— start Extract to read —

Tue 14 Apr 2020
An Archived PI Mystery Review: WILLIAM KAYE – Wrong Target.
Posted by Steve under Reviews[4] Comments
WILLIAM KAYE – Wrong Target. Chickie French #1. Leisure, paperback original, 1981.
You might call this a private eye procedural. Not in the Joe Gores/DKA Agency sense, though, for I get the distinct impression that the closest William Kaye ever came to real life investigator was about the same as you or I. In print, that is. From reading about them.
But in deciding to write about the adventures of a PI named Chickie French, Kaye probably made the right choice, since, if anything, he is even less apt at describing how real-life police operate.
For example, after French’s sister, the wife of mayoral candidate, Whit Davidson, is shot and killed at a political rally (note the title) , French comes in late and still manages to get in his share of interrogating the witnesses. And when he’s done, he and Davidson simply drive away. Methinks the cops clamp down harder than that, even in small towns.
Returning, though, to my original thoughts, French does do a neat job of shuffling several cases around at the same time – some of which are completely followed through upon, some not; some are connected, some are not – and he still manages to solve his sister’s murder.
Although I am still wondering about his secretary’s strange behavior in Chapter Four – it is never referred to again – there are some very good moments in this book, many of them occurring when French is feeling nostalgic and retrospective.
Unfortunately, there is not much of a mystery that’s involved. Apparently Mr. Kaye has no sense of misdirection at all.
So, to sum things up, the book is terribly uneven, and yes, even amateurish in style and technique. Nonetheless, the moments that are very good suggest that as a writer Kaye does show some promise. (On the other hand, whoever it was wrote the copy for the back cover is simply and utterly incompetent. There are no other words for it.)
Rating: C minus.
UPDATE; This is the only entry for William Kaye in Hubin, and thus also making this Chickie French’s only recorded case.
April 14th, 2020 at 10:33 pm
The adversarial relationship between police and private investigators depends a great deal on the type of investigator and the type of case. Police can be a great deal more cooperative and pleasant when private investigators present them with evidence, cooperate, and stay within the law.
When I was with Pinkertons I was loaned out to the Dallas Prosecutor a few times and once to the Texas Rangers, but that was a major agency that frequently cooperated with local and Federal agencies, and not some small operation.
Much of it depends on the private detectives reputation, how strictly they follow protocols, and the local prosecutors and police officials. For instance local police and prosecutors often followed our recommendations about witnesses who had cooperated with us as did parole boards, and since they still got credit for arrests and prosecutions they were quite happy for us to present them with a fait accompli. It isn’t like we left a trail of corpses like Mike Hammer.
I only ever worked on one murder case, for the victims family, and local police didn’t much want us there, but that Pinkerton badge was more than they wanted to deal with so they didn’t get too nasty, and even then the sheriff’s office and State Police were happy to cooperate, just the local police chief was unhappy.

— end Extract to read —
— start Exercise materials —

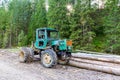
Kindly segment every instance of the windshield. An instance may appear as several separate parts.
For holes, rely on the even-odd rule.
[[[48,31],[47,36],[50,39],[58,39],[58,31]]]

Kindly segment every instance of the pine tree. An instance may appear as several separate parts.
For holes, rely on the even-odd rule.
[[[69,38],[70,36],[70,23],[66,5],[67,0],[50,0],[47,15],[48,26],[58,29],[62,38]]]
[[[105,17],[105,33],[107,35],[108,51],[111,53],[119,53],[120,50],[120,7],[119,0],[108,0],[106,10],[108,15]]]
[[[47,27],[45,0],[38,0],[32,10],[32,16],[29,26],[28,42],[35,40],[35,30],[37,28]]]
[[[71,28],[73,44],[75,48],[89,49],[95,36],[92,32],[94,22],[90,16],[90,2],[77,0],[74,9],[74,26]]]

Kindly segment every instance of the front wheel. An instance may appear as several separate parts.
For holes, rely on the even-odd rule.
[[[52,49],[42,52],[41,63],[46,68],[51,68],[57,64],[57,55]]]

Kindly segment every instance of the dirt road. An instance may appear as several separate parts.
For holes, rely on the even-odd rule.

— end Exercise materials —

Prompt A ▸ In the review, what happens to French's sister at the political rally?
Prompt B ▸ Rewrite the stored dataset items with "pine tree" swapped for "spruce" and everything else left as is. Omit the pictures from your answer.

Complete output A ▸ She is shot and killed.

Complete output B ▸
Kindly segment every instance of the windshield. An instance may appear as several separate parts.
For holes, rely on the even-odd rule.
[[[48,31],[47,36],[50,39],[58,39],[58,31]]]

Kindly segment every instance of the spruce. An instance may appear as several separate parts.
For holes, rely on the even-odd rule.
[[[69,38],[70,36],[70,23],[66,5],[67,0],[50,0],[47,15],[48,26],[58,29],[62,38]]]
[[[105,17],[105,33],[107,35],[108,51],[111,53],[119,53],[120,50],[120,7],[119,0],[108,0],[106,10],[108,15]]]
[[[47,27],[45,0],[38,0],[32,10],[32,16],[29,26],[28,42],[35,40],[35,30],[37,28]]]
[[[71,28],[73,44],[75,48],[89,49],[95,36],[92,32],[94,22],[90,16],[90,2],[77,0],[74,9],[74,26]]]

Kindly segment every instance of the front wheel. An instance may appear as several separate parts.
For holes, rely on the even-odd rule.
[[[52,49],[42,52],[41,63],[46,68],[51,68],[57,64],[57,55]]]

Kindly segment every instance of the dirt road. An instance may appear as several separate parts.
For holes, rely on the even-odd rule.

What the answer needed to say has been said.